- [Study material]
-- Opening Marker --

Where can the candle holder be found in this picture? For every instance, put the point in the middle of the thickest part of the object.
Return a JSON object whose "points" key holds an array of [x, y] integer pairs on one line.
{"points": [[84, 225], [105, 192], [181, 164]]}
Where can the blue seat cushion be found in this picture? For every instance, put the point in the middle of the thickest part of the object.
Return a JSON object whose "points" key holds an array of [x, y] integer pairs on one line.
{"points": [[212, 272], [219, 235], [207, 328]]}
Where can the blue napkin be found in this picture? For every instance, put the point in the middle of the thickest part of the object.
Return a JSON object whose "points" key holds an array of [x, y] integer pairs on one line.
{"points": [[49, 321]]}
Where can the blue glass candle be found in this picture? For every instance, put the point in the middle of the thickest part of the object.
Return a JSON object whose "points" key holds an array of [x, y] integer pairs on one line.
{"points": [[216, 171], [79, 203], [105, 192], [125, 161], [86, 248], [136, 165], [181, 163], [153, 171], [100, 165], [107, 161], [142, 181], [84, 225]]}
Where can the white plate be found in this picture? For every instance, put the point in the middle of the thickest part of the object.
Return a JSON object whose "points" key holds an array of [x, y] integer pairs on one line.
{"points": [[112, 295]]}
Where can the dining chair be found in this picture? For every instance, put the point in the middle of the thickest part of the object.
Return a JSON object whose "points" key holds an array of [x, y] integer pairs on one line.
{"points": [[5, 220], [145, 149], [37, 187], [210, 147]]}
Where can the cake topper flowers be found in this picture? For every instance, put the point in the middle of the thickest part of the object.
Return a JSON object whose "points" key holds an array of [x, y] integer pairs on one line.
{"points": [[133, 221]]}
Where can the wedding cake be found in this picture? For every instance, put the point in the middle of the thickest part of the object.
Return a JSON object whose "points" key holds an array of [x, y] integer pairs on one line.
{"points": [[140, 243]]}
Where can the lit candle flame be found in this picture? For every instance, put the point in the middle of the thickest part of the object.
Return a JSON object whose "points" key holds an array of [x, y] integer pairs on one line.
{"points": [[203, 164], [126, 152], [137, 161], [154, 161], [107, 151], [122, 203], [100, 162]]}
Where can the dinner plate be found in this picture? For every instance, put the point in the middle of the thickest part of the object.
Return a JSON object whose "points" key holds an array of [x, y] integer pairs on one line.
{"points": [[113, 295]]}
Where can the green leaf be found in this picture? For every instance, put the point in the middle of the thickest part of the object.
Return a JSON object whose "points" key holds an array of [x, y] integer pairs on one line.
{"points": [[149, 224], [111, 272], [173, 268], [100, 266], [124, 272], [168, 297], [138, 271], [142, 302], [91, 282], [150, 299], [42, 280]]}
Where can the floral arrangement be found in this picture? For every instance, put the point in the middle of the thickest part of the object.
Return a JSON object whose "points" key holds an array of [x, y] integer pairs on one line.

-- Closing Marker --

All of the material above needs to be retyped word for word.

Where can the candle holder be found in this picture? For every instance, put the point in the middle of the thickest part of the object.
Return a JSON object whose "points" key holds an array of [x, y] integer pairs on one line.
{"points": [[84, 225], [105, 192], [181, 164]]}
Where can the blue seat cushion be found in this picture? For every instance, put the point in the middle of the thickest part of the object.
Return a JSON object whose "points" key holds an array of [x, y] integer pairs on one line.
{"points": [[212, 272], [219, 235], [207, 328]]}
Where can the blue napkin be found in this picture? For every instance, put the point in the middle of the thickest part of the object.
Return a JSON object whose "points" key holds an array of [x, y] integer pairs on one line.
{"points": [[49, 321]]}
Where can the blue glass candle be found in this picture? For every instance, put the point in the middle of the thickest part of the object.
Return a JSON object whose "points" key holds an array of [x, y] integer pairs on one line.
{"points": [[216, 171], [79, 203], [105, 192], [125, 161], [86, 248], [136, 165], [181, 163], [153, 171], [100, 165], [107, 161], [142, 181], [84, 225]]}
Where can the white plate be found in this picture? For every instance, put the point in the middle of the thickest part of the object.
Return a JSON object whose "points" key holds an array of [x, y] integer pairs on one line.
{"points": [[112, 295]]}
Where can the dining chair be found in this picture? For every instance, put the point in the middle of the thickest part of the object.
Return a JSON object whose "points" key holds an array of [x, y] integer pairs on one line.
{"points": [[5, 220], [145, 149], [37, 187], [210, 147]]}
Where can the cake topper flowers be found in this picture? For every instance, put the point in the middle of the thickest part of the object.
Return a JSON object whose "points" key holds an array of [x, y] integer pairs on one line.
{"points": [[133, 221]]}
Where can the wedding cake be found in this picture? For every instance, put the point in the middle of the thickest part of the object.
Return a JSON object whose "points" key holds an array of [x, y] integer pairs on one line.
{"points": [[140, 243]]}
Where can the lit candle flame be found in this picture? For every instance, put the point in the middle of the thickest part of the object.
Return a JSON object whose "points" key holds an array of [x, y] integer pairs on one line.
{"points": [[203, 164], [126, 152], [137, 161], [154, 161], [107, 151], [122, 203], [100, 162]]}
Where can the dinner plate be found in this picture? For every instance, put the point in the middle of the thickest part of the object.
Return a JSON object whose "points" key holds an array of [x, y] integer pairs on one line.
{"points": [[113, 295]]}
Where can the green leaf be found in this picture? For every instance, put the point in the middle of the thickest part of the object.
Return a JSON object whose "points" key holds an array of [x, y] integer pairs on one line.
{"points": [[149, 224], [111, 272], [173, 268], [100, 266], [124, 272], [168, 297], [138, 271], [142, 302], [91, 282], [150, 299], [42, 280]]}
Where can the floral arrangement be found in this picture? For every instance, put the point in the middle of the thickest part of the object.
Return a JSON object whose "points" key holds an array of [x, y] integer pairs on one line.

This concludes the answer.